> **Supplied passage**
══════
Nano: hard-boiled pulp fiction ho-hum plot with an unusual premise

Mike Manning, “Nano” (2017)

This short film has the look and feel of a proof-of-concept work itching to be made into a full-length feature film or a television series: it has a very Hollywood look and sheen and it is clearly plot-driven. The plot revolves around a hard-bitten detective living on his own who hires a hooker to come to his apartment for some rough sex: how much more pulp-fiction hard-bitten can that plot be? The difference between “Nano” and other conventional hardboiled detective stories is its underlying science fiction premise: in the near future, the human genome will be augmented with nano-technologies that will link all humans from the time they are born with various government databases and networks. In the short, a new database version of the Nano technology is released and this Nano 2.0 version will become mandatory for all humans to have in their DNA. Among other things, this new version will enable police departments in the US to mediate potential criminal violence by accessing protagonists’ DNA through the database and inducing sudden paralysis in them; this will not only prevent violent crime but also gives governments the ability to direct people’s actions. As a result, people have less personal control and autonomy in their lives.
══════
> **Provided material**
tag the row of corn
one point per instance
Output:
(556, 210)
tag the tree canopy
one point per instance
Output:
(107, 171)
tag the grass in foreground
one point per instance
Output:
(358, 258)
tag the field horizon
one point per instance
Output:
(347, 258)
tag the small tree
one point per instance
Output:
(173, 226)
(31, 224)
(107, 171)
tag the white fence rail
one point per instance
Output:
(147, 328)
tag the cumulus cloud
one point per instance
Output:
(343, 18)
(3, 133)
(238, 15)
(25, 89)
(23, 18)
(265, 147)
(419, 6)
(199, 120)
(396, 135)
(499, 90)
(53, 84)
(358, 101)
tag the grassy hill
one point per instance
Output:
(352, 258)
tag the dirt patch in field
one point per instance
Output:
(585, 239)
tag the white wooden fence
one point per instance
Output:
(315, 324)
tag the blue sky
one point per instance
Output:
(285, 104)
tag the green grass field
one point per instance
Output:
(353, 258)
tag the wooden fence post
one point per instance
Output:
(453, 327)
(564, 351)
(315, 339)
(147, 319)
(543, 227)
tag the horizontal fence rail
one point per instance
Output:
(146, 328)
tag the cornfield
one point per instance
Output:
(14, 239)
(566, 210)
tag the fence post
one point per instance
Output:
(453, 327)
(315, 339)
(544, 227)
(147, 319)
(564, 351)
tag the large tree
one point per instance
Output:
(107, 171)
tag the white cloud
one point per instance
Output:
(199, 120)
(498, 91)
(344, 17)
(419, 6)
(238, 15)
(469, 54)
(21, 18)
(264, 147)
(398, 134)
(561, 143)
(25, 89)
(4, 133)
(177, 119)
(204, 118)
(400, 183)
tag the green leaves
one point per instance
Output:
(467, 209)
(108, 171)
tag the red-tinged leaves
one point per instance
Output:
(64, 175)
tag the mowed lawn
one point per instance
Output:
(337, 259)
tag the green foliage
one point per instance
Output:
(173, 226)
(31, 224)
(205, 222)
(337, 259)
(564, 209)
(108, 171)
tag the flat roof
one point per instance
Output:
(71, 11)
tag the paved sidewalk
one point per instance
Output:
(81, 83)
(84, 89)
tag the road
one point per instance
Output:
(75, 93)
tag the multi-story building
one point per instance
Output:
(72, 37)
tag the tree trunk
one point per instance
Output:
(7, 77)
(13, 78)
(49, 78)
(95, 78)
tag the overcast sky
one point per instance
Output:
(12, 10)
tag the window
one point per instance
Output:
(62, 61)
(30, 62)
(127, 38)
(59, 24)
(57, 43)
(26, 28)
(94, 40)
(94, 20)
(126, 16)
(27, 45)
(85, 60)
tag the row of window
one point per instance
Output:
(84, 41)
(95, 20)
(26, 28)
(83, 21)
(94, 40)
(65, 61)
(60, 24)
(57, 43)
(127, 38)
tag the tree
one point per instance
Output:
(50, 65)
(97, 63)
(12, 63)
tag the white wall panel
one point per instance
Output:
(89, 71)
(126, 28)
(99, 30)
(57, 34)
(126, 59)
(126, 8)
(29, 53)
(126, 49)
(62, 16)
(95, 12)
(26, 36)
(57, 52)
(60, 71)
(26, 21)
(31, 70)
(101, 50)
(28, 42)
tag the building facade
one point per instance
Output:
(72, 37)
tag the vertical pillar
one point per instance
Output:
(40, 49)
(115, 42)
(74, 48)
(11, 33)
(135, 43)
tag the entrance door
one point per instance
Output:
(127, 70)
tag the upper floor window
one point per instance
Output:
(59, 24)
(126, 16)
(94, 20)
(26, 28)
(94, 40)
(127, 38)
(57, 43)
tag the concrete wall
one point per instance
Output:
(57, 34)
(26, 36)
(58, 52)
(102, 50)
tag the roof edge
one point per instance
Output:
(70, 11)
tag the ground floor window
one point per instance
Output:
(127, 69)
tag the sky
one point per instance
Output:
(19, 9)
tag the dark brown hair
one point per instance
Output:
══════
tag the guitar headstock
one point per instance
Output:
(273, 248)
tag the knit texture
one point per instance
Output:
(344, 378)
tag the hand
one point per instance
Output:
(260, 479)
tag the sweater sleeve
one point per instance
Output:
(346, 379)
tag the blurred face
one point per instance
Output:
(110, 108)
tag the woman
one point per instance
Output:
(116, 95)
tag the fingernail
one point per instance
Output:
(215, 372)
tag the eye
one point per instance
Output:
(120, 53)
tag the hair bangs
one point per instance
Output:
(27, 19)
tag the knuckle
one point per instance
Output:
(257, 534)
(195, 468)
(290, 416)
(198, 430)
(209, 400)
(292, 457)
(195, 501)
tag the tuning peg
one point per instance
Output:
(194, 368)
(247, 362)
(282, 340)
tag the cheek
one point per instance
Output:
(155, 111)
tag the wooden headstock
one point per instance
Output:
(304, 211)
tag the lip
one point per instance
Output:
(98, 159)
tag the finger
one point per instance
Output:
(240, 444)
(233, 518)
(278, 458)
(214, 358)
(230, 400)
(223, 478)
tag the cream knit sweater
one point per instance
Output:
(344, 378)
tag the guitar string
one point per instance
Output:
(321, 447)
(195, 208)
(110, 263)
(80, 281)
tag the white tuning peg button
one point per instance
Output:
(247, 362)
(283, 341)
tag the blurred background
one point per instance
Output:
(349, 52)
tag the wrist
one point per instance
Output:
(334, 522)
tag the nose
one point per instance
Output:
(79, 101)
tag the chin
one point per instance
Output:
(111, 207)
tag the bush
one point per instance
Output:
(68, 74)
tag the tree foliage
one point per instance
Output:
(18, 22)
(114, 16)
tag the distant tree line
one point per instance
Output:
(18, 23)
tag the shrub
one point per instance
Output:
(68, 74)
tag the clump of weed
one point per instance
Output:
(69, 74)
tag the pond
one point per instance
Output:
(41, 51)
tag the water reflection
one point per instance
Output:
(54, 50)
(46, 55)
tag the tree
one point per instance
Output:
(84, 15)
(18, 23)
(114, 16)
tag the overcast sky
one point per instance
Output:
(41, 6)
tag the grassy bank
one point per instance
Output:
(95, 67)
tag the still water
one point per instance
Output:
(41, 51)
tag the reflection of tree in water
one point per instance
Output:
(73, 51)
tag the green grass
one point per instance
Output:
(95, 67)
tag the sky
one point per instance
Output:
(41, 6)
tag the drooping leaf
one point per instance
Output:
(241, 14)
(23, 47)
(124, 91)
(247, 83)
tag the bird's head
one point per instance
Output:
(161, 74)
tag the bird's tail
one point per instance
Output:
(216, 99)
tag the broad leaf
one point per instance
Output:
══════
> **Task item**
Write out the whole review of the short film "Nano" above, word for word.

> **Your solution**
Nano: hard-boiled pulp fiction ho-hum plot with an unusual premise

Mike Manning, “Nano” (2017)

This short film has the look and feel of a proof-of-concept work itching to be made into a full-length feature film or a television series: it has a very Hollywood look and sheen and it is clearly plot-driven. The plot revolves around a hard-bitten detective living on his own who hires a hooker to come to his apartment for some rough sex: how much more pulp-fiction hard-bitten can that plot be? The difference between “Nano” and other conventional hardboiled detective stories is its underlying science fiction premise: in the near future, the human genome will be augmented with nano-technologies that will link all humans from the time they are born with various government databases and networks. In the short, a new database version of the Nano technology is released and this Nano 2.0 version will become mandatory for all humans to have in their DNA. Among other things, this new version will enable police departments in the US to mediate potential criminal violence by accessing protagonists’ DNA through the database and inducing sudden paralysis in them; this will not only prevent violent crime but also gives governments the ability to direct people’s actions. As a result, people have less personal control and autonomy in their lives.